→ Task to carry out
When the line containing "Q: Please detect the finger and" appears in the data below, begin copying there and stop only after the line containing "Q: Please detect the hand".

[Saved data entries]
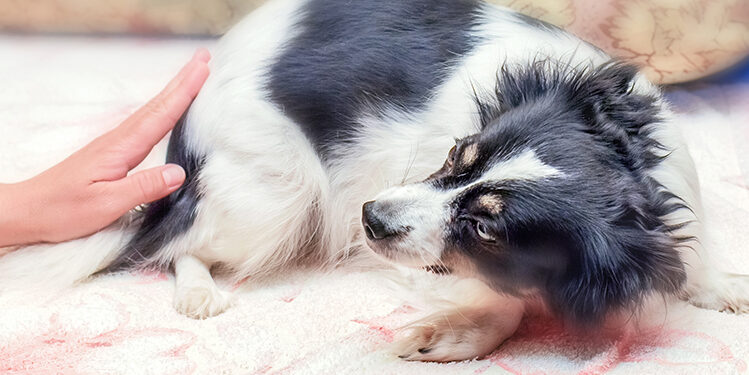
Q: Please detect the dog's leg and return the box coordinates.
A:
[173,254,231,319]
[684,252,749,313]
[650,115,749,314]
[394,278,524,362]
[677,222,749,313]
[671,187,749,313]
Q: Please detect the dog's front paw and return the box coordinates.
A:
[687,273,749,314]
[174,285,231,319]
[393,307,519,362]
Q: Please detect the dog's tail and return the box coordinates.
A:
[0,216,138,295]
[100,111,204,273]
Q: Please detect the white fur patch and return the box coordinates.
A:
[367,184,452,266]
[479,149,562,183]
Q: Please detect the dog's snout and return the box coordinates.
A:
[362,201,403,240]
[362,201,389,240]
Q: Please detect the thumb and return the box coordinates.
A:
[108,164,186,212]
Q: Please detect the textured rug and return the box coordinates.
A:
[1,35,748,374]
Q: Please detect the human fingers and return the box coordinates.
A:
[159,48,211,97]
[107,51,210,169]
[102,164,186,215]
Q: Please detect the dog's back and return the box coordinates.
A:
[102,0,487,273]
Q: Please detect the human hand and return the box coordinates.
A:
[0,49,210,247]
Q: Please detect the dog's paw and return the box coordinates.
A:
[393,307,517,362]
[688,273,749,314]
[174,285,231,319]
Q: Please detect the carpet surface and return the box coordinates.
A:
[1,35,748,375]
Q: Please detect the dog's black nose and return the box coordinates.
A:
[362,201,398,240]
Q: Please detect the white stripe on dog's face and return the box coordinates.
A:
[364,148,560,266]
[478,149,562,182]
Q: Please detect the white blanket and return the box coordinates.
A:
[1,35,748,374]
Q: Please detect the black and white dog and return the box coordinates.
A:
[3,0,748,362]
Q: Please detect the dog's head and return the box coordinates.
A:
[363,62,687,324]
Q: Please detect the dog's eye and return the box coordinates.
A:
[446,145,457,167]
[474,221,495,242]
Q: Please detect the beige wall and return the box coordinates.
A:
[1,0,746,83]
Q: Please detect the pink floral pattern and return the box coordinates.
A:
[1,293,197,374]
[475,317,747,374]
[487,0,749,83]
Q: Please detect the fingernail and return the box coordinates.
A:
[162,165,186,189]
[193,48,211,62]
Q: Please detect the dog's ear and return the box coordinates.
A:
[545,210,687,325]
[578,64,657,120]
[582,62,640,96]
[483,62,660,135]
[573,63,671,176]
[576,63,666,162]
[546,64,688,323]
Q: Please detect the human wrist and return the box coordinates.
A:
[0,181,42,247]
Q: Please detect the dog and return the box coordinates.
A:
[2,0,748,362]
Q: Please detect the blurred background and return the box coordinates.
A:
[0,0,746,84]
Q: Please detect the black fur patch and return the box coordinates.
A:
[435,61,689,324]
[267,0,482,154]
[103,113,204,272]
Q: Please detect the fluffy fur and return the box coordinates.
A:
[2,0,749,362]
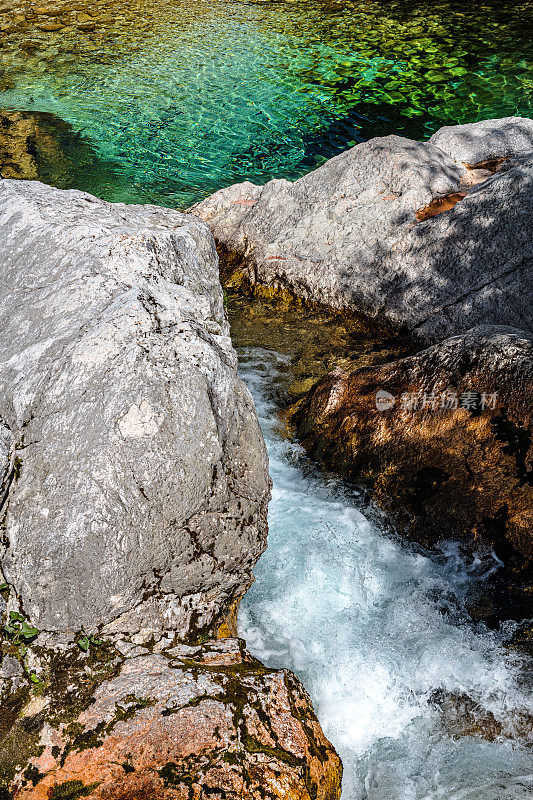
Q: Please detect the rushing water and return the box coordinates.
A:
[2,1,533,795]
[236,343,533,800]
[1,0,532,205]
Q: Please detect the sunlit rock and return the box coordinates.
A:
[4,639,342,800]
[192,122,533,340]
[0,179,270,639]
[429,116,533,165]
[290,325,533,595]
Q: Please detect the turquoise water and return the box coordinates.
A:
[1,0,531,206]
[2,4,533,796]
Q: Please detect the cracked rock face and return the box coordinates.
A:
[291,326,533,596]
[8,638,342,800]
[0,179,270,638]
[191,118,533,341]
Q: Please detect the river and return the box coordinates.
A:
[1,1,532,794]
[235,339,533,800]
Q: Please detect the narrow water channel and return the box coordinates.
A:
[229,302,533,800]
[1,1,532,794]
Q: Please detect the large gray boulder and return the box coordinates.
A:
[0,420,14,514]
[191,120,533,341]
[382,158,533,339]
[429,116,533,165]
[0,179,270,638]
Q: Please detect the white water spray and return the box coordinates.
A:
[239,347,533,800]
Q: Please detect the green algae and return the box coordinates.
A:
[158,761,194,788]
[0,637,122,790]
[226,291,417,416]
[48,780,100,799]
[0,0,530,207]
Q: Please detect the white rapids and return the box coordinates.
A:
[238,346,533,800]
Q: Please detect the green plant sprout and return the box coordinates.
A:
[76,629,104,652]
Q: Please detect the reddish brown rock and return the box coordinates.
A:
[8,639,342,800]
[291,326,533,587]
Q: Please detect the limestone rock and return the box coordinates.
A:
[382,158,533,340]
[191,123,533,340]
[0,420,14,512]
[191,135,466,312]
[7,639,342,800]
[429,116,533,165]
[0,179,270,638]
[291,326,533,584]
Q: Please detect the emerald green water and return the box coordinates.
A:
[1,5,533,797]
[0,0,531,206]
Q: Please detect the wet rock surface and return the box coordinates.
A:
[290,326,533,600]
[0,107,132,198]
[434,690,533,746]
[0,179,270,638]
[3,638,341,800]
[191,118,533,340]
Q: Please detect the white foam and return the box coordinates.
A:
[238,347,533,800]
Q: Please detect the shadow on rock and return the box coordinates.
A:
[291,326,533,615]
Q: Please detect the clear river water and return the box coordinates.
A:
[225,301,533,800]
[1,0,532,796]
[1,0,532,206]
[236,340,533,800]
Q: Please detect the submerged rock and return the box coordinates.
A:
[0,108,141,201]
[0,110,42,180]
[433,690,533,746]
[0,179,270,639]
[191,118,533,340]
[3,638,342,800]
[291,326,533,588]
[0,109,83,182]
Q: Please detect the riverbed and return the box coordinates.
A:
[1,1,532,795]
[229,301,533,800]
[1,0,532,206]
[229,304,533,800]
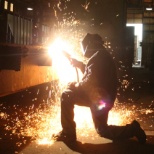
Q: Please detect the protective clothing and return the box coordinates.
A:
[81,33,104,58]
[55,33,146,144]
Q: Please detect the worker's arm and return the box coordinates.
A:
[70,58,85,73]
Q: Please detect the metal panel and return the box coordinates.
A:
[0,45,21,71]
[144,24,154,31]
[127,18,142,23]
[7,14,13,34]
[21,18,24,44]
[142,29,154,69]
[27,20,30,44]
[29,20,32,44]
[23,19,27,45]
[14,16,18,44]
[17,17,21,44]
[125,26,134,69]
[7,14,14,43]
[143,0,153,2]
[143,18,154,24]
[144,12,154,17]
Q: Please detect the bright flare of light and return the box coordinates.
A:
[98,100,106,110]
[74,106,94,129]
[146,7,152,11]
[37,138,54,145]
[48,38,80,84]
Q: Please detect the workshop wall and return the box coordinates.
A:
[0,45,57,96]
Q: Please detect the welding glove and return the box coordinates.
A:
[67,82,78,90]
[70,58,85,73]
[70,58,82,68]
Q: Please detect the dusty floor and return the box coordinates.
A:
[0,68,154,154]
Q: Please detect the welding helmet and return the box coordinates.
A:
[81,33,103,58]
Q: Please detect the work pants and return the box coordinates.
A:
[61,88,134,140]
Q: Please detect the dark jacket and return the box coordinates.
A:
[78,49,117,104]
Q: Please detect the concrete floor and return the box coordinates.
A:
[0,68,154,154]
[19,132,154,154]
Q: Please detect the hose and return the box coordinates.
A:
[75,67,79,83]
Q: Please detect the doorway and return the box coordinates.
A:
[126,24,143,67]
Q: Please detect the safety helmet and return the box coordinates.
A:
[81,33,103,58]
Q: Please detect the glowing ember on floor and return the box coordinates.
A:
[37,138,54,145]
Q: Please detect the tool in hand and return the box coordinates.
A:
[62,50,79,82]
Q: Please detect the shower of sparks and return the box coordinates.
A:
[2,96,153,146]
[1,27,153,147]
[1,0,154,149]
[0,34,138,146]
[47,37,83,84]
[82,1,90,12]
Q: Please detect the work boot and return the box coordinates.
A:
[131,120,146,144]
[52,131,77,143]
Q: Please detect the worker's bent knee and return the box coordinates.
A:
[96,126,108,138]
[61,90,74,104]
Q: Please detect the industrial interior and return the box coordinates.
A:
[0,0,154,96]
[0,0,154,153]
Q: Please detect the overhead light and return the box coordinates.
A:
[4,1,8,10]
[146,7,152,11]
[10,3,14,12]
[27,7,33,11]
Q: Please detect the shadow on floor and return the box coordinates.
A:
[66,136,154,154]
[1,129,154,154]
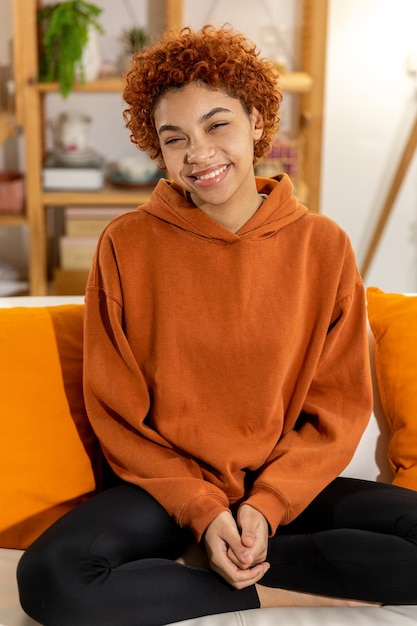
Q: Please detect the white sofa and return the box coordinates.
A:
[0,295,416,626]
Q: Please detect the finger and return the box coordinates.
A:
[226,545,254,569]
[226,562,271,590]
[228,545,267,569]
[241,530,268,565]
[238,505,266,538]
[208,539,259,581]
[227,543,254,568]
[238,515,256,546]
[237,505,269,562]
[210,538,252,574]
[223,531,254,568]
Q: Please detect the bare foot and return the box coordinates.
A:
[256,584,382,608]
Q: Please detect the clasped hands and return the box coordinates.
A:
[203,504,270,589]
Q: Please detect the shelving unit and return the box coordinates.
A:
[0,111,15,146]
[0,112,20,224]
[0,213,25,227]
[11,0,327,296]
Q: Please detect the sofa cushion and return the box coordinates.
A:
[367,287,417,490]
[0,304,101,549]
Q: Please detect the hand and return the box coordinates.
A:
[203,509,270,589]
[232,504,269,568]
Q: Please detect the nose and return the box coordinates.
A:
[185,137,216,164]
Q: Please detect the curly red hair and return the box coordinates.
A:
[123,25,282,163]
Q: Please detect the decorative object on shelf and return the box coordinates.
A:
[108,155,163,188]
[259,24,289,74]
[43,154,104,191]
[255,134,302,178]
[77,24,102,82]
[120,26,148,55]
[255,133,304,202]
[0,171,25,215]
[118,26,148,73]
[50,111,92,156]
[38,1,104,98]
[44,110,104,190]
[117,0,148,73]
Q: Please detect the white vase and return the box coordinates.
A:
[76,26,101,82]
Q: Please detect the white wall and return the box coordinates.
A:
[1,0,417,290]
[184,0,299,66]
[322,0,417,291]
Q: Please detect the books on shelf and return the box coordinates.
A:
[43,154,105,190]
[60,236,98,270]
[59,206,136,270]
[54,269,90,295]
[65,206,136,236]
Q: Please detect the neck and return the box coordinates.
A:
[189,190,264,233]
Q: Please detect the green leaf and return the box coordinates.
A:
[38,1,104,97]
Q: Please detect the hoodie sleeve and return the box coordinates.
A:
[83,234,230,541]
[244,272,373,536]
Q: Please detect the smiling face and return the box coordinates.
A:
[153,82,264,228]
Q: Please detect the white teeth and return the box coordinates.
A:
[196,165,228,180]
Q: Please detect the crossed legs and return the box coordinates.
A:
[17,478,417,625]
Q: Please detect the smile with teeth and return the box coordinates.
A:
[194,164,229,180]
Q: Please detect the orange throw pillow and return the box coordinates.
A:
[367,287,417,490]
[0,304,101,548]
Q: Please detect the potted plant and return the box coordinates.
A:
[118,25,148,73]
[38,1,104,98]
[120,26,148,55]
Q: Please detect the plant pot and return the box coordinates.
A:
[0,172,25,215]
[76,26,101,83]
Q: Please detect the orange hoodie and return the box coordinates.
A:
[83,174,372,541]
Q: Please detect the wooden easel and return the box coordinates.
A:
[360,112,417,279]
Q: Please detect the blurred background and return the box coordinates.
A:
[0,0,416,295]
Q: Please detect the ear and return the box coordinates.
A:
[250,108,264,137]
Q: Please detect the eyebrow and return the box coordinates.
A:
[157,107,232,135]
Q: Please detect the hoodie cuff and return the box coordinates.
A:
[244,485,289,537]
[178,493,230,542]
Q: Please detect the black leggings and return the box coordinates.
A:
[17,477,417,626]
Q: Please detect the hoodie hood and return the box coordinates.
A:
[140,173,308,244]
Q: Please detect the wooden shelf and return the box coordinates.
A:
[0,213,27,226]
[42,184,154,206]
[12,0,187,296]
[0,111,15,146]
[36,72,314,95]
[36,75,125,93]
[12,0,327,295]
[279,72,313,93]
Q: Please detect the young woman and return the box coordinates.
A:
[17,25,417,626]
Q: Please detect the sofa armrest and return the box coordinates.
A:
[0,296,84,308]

→ Response to the task
Q: Please detect the finger and return the box coordinates.
A:
[226,545,254,569]
[226,562,271,590]
[228,545,267,569]
[241,530,268,565]
[238,505,266,538]
[208,539,259,581]
[227,543,254,568]
[238,515,256,546]
[237,505,269,562]
[210,538,252,574]
[223,531,254,568]
Q: Please detect the bare foot and return the box coordinates.
A:
[256,584,382,608]
Q: Please detect the clasped hands and return the box coordinates.
A:
[203,504,270,589]
Q: Please detect the shelving unit and return the box coordinates.
A:
[0,111,15,146]
[0,112,20,224]
[0,213,25,227]
[11,0,327,296]
Q: Please detect the sofa cushion and return the box coordinates.
A:
[367,287,417,490]
[0,304,101,549]
Q: Please detect the hand and return the box coordinates.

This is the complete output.